== DESCRIPTION OF THE TASK ==
Extract, character for character, the portion of the entries that begins with the line containing "find | drink cup" and continues through the final line of the entries.

== INFORMATION SHOWN ==
>> START

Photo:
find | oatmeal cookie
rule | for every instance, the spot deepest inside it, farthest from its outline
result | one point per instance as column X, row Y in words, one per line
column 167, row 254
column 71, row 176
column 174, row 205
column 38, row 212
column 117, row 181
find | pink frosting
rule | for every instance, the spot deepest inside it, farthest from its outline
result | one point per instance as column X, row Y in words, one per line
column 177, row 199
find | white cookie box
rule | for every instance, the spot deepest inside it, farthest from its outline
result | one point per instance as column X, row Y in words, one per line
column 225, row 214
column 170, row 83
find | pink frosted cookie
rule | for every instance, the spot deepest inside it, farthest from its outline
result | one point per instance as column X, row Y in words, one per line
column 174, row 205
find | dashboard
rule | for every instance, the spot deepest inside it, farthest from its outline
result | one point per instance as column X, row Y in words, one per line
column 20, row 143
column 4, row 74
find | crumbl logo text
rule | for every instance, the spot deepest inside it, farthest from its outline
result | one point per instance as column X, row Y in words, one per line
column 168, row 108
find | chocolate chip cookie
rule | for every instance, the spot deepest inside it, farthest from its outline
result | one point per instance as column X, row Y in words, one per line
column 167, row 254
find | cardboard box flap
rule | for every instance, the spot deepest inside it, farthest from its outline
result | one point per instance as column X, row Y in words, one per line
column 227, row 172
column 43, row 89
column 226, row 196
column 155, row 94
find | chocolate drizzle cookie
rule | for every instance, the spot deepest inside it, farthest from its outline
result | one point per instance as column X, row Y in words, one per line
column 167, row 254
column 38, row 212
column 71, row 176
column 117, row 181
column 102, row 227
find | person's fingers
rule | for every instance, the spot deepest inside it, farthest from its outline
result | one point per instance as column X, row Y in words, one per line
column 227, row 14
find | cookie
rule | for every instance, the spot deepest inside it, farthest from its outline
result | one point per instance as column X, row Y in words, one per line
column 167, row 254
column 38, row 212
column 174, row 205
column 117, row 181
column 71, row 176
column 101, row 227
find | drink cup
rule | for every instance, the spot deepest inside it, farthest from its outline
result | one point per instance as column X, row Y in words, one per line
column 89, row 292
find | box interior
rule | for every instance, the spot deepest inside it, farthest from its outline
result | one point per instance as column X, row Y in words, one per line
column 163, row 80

>> END

== SOLUTION TO THIS TASK ==
find | drink cup
rule | for every instance, the spot deepest inside it, farthest from its outline
result | one point per instance as column X, row Y in words, one per line
column 89, row 292
find | box interior
rule | for every instance, the spot deepest inside it, farthest from its outline
result | one point per instance as column X, row Y in words, one per line
column 163, row 80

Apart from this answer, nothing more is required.